§ **WHAT THE TASK REQUIRES**:
Repeat each entry verbatim.

§ **GIVEN DATA**:
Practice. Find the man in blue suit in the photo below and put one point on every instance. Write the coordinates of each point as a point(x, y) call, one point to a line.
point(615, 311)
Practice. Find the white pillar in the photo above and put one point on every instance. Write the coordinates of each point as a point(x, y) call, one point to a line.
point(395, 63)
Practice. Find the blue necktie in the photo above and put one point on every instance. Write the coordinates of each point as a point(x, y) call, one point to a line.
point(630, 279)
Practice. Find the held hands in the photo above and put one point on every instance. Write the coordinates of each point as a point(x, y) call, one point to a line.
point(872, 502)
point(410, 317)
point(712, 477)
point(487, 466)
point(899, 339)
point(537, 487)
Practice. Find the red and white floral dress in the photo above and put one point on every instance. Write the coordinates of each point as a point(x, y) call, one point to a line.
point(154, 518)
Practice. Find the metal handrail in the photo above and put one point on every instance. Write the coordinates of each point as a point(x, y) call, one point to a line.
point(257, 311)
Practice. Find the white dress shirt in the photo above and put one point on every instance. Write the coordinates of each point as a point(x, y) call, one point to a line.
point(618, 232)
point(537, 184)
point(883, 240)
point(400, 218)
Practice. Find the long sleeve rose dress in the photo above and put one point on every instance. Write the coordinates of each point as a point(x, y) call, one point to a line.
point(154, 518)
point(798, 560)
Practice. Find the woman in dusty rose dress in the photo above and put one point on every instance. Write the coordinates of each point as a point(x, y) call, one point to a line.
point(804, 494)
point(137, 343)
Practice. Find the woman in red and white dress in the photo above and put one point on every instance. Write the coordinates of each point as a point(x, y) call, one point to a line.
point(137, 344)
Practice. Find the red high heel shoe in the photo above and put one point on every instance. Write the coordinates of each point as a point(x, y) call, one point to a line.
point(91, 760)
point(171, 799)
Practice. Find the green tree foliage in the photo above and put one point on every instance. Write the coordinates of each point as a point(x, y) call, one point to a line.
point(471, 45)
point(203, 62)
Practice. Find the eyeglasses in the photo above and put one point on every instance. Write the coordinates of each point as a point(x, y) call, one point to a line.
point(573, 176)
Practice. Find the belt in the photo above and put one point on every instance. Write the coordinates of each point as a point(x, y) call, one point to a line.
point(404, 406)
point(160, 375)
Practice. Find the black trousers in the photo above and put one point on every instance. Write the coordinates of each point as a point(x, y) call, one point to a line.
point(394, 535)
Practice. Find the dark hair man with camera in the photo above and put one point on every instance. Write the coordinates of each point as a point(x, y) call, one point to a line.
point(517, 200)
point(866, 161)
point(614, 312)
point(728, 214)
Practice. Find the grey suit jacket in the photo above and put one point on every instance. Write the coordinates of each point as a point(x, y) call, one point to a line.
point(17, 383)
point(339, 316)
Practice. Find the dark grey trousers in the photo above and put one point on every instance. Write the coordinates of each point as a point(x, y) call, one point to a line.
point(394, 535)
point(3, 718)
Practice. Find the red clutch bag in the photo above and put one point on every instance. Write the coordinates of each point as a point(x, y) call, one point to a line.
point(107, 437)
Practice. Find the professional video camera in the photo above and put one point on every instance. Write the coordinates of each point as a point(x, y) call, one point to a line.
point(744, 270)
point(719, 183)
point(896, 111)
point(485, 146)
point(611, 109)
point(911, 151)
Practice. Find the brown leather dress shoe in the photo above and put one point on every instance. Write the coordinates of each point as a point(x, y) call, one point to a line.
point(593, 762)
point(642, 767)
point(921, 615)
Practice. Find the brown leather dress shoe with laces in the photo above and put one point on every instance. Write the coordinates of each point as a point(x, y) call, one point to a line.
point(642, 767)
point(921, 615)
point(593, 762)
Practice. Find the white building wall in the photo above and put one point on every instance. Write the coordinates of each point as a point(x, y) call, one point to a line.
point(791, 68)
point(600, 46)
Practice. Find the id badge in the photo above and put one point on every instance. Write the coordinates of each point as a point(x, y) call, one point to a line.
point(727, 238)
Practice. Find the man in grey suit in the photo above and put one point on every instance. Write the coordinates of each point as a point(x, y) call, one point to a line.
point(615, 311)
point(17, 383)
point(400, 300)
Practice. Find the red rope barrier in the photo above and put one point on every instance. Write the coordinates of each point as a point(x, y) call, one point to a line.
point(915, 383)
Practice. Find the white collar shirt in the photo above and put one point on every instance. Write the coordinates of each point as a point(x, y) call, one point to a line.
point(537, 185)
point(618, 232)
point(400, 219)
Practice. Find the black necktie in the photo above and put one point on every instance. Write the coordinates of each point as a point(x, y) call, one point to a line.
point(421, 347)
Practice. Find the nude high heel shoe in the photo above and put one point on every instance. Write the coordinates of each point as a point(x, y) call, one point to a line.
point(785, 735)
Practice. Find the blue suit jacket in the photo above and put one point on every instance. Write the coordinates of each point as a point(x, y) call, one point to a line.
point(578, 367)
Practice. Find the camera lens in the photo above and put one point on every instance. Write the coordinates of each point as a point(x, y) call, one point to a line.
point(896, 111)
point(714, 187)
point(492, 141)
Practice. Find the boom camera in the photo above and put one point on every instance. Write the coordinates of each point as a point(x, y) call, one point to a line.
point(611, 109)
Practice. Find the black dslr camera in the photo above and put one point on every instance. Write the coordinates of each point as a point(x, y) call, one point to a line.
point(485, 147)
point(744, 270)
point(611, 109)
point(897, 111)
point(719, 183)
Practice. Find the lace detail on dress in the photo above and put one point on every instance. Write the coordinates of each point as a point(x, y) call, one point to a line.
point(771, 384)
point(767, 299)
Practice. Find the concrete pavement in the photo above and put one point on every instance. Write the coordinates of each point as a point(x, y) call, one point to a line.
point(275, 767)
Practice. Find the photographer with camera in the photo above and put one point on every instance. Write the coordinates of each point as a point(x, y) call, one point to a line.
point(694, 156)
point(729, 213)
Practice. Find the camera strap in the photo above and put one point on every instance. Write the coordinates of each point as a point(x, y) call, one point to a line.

§ **SOLUTION TO THE PROBLEM**:
Practice. Find the man in blue suit in the photo below and put one point on every instance. Write the coordinates of each point as a point(x, y) call, one point to a line.
point(615, 311)
Practice. Find the white pillar in the photo above and put one point on every instance. Write the coordinates of each point as a point(x, y) call, one point to a line.
point(395, 63)
Practice. Find the blue necktie in the photo above and put one point on every instance. Write the coordinates of each point as a point(x, y) call, one point to a line.
point(630, 279)
Practice. Find the held hands in the photo above and put one point on every instance. Write the coordinates of each point as a point(x, y) call, one point to a line.
point(872, 502)
point(410, 317)
point(712, 477)
point(487, 466)
point(899, 339)
point(537, 487)
Practice. Find the red and white floral dress in the photo above and put one point on every instance. Write the coordinates of each point as a point(x, y) call, one point to a line.
point(154, 518)
Practice. Find the metal handrail in the photo above and put one point on every instance. Write the coordinates of each point as a point(x, y) call, one point to a line.
point(257, 311)
Practice. Find the white dress shirt in the photo above and put one point on every instance. Write the coordinates of each point as a point(x, y) call, one point to a line.
point(618, 232)
point(537, 184)
point(883, 240)
point(400, 218)
Practice. Find the long sleeve rose dress in the photo above and put one point on every instance. Write the coordinates of each point as a point(x, y) call, one point to a line.
point(154, 518)
point(798, 560)
Practice. Find the woman in dusty rose dress in the photo above and put one point on every instance. Write the coordinates of each point as a point(x, y) call, one point to a line.
point(804, 494)
point(137, 343)
Practice. Find the woman in red and white dress in the photo above and put one point on every instance. Write the coordinates of each point as a point(x, y) call, one point to a line.
point(137, 344)
Practice. Find the red high heel shoe in the photo above and put one point on every instance. Write the coordinates of each point as a point(x, y) call, one point to a line.
point(91, 760)
point(171, 799)
Practice. Find the green tree foliage in the photo above and put one point on every instance. Write the coordinates of each point as a point(x, y) call, one point to a line.
point(471, 45)
point(203, 62)
Practice. Find the eyeglasses in the photo above and put one point on every instance. Write the coordinates of each point as a point(x, y) call, one point to a line.
point(573, 176)
Practice. Find the belt in the photo above and put one point on every instance. Write the coordinates of each point as a point(x, y) call, one point to a line.
point(404, 406)
point(160, 375)
Practice. Find the black trousers in the photo above and put one point on every instance. Write the coordinates of each point as a point(x, y) call, one point to a line.
point(394, 535)
Practice. Find the dark hair man with camera in the photo above and put one point on every instance. Write the coordinates of each point as a point(x, y) call, one point to a line.
point(517, 200)
point(866, 161)
point(614, 312)
point(728, 214)
Practice. Find the grey suit jacket in the photo above and put one point on every instance. Write the coordinates of each point as a point(x, y) call, one point to a line.
point(17, 383)
point(339, 316)
Practice. Find the dark grey trousers in the photo above and put one point on every instance. Write the coordinates of each point as a point(x, y) call, one point to a line.
point(394, 535)
point(3, 718)
Practice. Find the red clutch bag in the photo above and put one point on every instance. Write the coordinates of each point as a point(x, y) call, one point to a line.
point(107, 437)
Practice. Find the professional video camera in the photo above and put one point on every instance. Write the coordinates of each point as a point(x, y) call, one point to a line.
point(744, 270)
point(719, 183)
point(896, 111)
point(485, 146)
point(611, 109)
point(911, 151)
Practice. Find the brown leather dress shoe in the photo above and put one point on every instance. Write the coordinates of each point as a point(x, y) call, one point to a line.
point(593, 762)
point(642, 767)
point(921, 615)
Practice. Find the brown leather dress shoe with laces in the photo above and put one point on every instance. Write the coordinates of each point as a point(x, y) call, one point to a line.
point(642, 767)
point(921, 615)
point(593, 762)
Practice. Find the white building wall in the photo above and put one point on every instance. Write the coordinates of each point as a point(x, y) call, one point to a line.
point(791, 68)
point(600, 46)
Practice. Find the id badge in the photo above and put one point on every instance. Write the coordinates of each point as a point(x, y) call, one point to a line.
point(727, 238)
Practice. Find the man in grey suit in the photo above and put one point on every instance. Write the coordinates of each point as a point(x, y) call, one point to a line.
point(615, 311)
point(17, 383)
point(400, 300)
Practice. Find the red rope barrier in the photo above and put one point on every instance. Write the coordinates of each point as a point(x, y) call, one point to a line.
point(915, 383)
Practice. Find the white collar shirt in the photo above and put one point on every instance. Write the coordinates of each point as a point(x, y) call, one point to a line.
point(537, 185)
point(618, 232)
point(400, 219)
Practice. Find the black necktie in the photo above and put one point on every instance. Write the coordinates of each point as a point(x, y) call, one point to a line.
point(421, 347)
Practice. Find the nude high heel shoe in the photo above and put one point on every instance. Write the coordinates of each point as a point(x, y) call, one point to a line.
point(785, 735)
Practice. Find the blue suit jacket in the photo above and put one point on every instance. Write the coordinates of each point as a point(x, y) call, one point to a line.
point(578, 367)
Practice. Find the camera lens in the photo above and put one point on every instance. Write the coordinates of each point as a point(x, y) call, one point to a line.
point(896, 111)
point(714, 187)
point(492, 141)
Practice. Find the boom camera in the photo above and put one point on every instance. Write the coordinates of each point as a point(x, y) call, one point to a line.
point(611, 109)
Practice. Find the black dslr camera in the photo above and put one point on every instance. Write the coordinates of each point as a point(x, y) call, one point to a line.
point(485, 147)
point(744, 270)
point(611, 109)
point(897, 111)
point(719, 183)
Practice. Find the lace detail on dress in the photo above and put one point on every instance. Write the coordinates of each point as a point(x, y) call, one point to a line.
point(771, 384)
point(767, 299)
Practice. Find the concrete pavement in the photo above and put one point on every instance. Write the coordinates of each point as a point(x, y) call, one point to a line.
point(275, 767)
Practice. Find the photographer with camera in the photo above and put one point on every instance. Write the coordinates of each point as a point(x, y) call, one point to a line.
point(694, 156)
point(729, 213)
Practice. Find the camera strap in the photo above and put one point on every instance. Write the coordinates of each point as a point(x, y) call, one point to a line.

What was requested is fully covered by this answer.